* _Passage shown_:
James Mastros wrote:
> > A set of braces is a special op that evaluates into the list of words
> > contained, using whitespace as the delimeter.  It is similar to qw()
> > from perl5, and can be thought of as roughly equivalent to:
> > C<< "STRING".split(' ') >>
> I thought it was named <<foo bar baz>> or «foo bar baz» or qw().  (That
> middle one should be U+00AB and U+00BB, \N{LEFT-POINTING DOUBLE ANGLE
> QUOTATION MARK} and \N{RIGHT-POINTING DOUBLE ANGLE QUOTATION MARK}.
> Additionaly, I'm fairly certian, the Unicode ops could be either
> direction.  I think there was a reason for that, but I don't remember what.

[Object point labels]
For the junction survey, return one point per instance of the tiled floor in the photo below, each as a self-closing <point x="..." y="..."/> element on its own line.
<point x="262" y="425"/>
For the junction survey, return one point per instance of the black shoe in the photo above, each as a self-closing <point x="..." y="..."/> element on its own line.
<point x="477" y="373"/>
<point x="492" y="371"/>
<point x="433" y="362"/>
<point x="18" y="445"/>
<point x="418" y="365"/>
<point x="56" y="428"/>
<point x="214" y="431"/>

* _Goals_:
1. In the post about Perl braces, which perl5 operator is the set of braces said to be similar to?
2. Copy the records word for word, starting at the line that contains "of the black" and ending with the last line of the records.

* _Expected results_:
1. It is said to be similar to qw() from perl5.

2.
For the junction survey, return one point per instance of the black shoe in the photo above, each as a self-closing <point x="..." y="..."/> element on its own line.
<point x="477" y="373"/>
<point x="492" y="371"/>
<point x="433" y="362"/>
<point x="18" y="445"/>
<point x="418" y="365"/>
<point x="56" y="428"/>
<point x="214" y="431"/>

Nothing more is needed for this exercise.